Object location annotation data
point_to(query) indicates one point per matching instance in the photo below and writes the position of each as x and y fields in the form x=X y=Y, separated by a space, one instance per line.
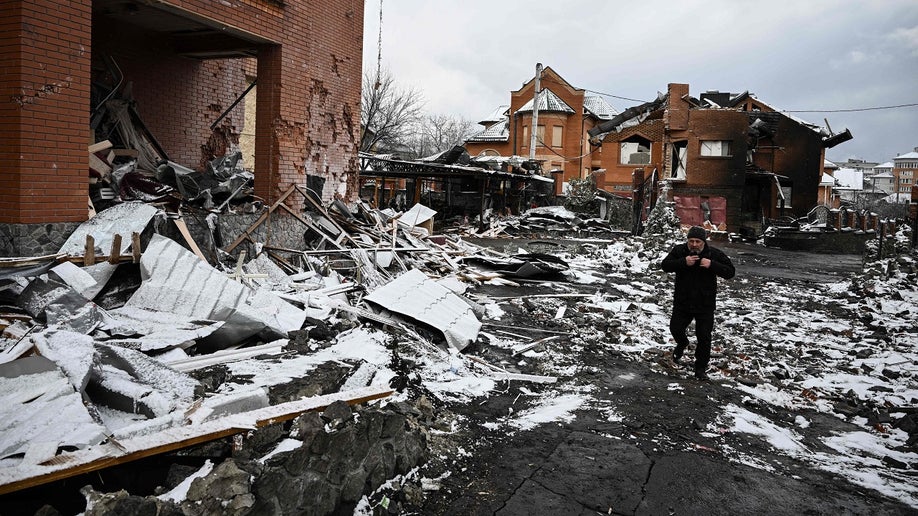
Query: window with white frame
x=556 y=134
x=635 y=151
x=716 y=148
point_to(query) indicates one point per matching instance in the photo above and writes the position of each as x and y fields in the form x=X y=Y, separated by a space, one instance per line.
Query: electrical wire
x=563 y=157
x=851 y=110
x=616 y=96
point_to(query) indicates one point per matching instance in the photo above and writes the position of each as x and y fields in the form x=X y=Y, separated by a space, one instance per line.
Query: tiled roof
x=548 y=101
x=496 y=132
x=499 y=113
x=599 y=107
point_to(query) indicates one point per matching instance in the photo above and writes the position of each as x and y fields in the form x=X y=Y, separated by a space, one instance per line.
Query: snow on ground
x=793 y=338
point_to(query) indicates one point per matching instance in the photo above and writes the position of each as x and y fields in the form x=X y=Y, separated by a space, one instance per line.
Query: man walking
x=697 y=266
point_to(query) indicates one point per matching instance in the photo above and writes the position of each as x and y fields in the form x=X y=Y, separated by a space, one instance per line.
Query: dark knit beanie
x=698 y=232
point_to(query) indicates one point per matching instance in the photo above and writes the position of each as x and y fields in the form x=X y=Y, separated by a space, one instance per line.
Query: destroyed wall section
x=795 y=152
x=177 y=98
x=309 y=69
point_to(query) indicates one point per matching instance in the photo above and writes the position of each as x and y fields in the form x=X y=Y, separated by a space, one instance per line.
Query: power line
x=853 y=110
x=615 y=96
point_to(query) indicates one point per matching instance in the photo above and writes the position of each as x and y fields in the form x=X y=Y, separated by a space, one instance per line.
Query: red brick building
x=565 y=114
x=729 y=159
x=185 y=62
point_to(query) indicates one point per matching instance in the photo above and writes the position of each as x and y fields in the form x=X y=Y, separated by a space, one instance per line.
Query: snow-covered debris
x=176 y=281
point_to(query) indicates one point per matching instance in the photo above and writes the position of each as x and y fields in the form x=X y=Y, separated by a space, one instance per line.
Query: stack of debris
x=98 y=362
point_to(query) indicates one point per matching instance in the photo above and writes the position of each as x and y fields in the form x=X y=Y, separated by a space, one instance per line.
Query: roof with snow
x=499 y=113
x=548 y=101
x=599 y=107
x=849 y=178
x=496 y=132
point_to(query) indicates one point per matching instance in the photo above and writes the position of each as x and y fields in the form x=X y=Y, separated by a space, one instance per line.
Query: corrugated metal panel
x=415 y=295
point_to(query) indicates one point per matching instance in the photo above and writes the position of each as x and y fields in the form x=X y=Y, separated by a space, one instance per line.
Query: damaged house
x=731 y=160
x=563 y=115
x=170 y=82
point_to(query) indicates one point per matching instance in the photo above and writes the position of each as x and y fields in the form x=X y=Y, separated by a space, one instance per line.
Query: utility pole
x=534 y=126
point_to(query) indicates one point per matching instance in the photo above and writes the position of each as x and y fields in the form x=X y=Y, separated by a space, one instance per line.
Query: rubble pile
x=131 y=350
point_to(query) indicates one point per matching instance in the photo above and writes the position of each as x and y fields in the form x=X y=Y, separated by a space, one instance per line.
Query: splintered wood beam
x=89 y=252
x=114 y=453
x=135 y=247
x=114 y=256
x=183 y=229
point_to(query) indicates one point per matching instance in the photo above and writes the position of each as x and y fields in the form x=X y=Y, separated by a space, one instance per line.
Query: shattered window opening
x=635 y=151
x=679 y=155
x=716 y=148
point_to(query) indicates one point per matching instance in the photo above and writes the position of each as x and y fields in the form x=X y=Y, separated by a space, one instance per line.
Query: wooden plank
x=114 y=255
x=183 y=229
x=245 y=234
x=534 y=344
x=114 y=453
x=524 y=377
x=135 y=247
x=101 y=167
x=89 y=253
x=100 y=146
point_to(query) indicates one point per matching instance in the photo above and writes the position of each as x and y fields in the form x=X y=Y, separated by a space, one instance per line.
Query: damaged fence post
x=89 y=254
x=114 y=256
x=135 y=246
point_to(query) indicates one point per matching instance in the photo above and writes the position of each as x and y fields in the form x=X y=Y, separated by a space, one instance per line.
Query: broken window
x=635 y=151
x=720 y=148
x=678 y=160
x=784 y=197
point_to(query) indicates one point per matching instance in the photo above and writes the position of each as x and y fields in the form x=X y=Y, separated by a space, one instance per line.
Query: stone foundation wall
x=341 y=456
x=34 y=239
x=279 y=230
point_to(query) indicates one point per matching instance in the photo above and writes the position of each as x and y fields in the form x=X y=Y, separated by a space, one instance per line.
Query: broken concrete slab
x=121 y=219
x=133 y=383
x=176 y=281
x=147 y=331
x=415 y=295
x=40 y=405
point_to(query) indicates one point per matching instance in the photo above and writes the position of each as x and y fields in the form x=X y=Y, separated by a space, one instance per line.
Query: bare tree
x=437 y=133
x=388 y=112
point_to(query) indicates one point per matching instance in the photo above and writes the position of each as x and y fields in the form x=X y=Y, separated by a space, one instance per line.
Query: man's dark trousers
x=704 y=325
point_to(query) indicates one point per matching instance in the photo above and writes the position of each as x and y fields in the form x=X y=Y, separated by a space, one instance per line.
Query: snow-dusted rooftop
x=849 y=178
x=599 y=107
x=548 y=101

**WHAT NEEDS TO BE DONE:**
Copy the records from the start through the line containing "x=698 y=232", inclusive, changing "electrical wire" to "power cable" and keeping everything else the same. Leave the pictures out of your answer.

**RESPONSE BELOW:**
point_to(query) indicates one point per matching instance in the photo below and writes the position of each as x and y fields in the form x=X y=Y, separated by a space, one instance per line.
Query: window with white frame
x=556 y=134
x=635 y=151
x=716 y=148
point_to(query) indicates one point per matching instance in the photo above and writes the position of each as x and y fields in the form x=X y=Y, separated by a space, one instance per line.
Query: power cable
x=563 y=157
x=851 y=110
x=616 y=96
point_to(query) indicates one point per matching instance in the photo above and writes the position of each as x and y fields in the form x=X y=Y, separated by a space, one instance per line.
Query: tiled roof
x=548 y=101
x=496 y=132
x=499 y=113
x=599 y=107
point_to(query) indicates one point per matching instance in the photo above and writes the position of each as x and y fields in the form x=X y=Y, separated by a space, one instance per line.
Query: snow on ground
x=793 y=338
point_to(query) indicates one point per matching instance in the photo above and writes the position of each as x and y fields in the form x=X y=Y, separated by a space, one instance per line.
Query: man walking
x=697 y=266
point_to(query) indicates one point per matching instance in the photo above and writes the position of each as x and y fields in the form x=X y=Y, separated by a space, one instance per line.
Query: dark knit beanie
x=698 y=232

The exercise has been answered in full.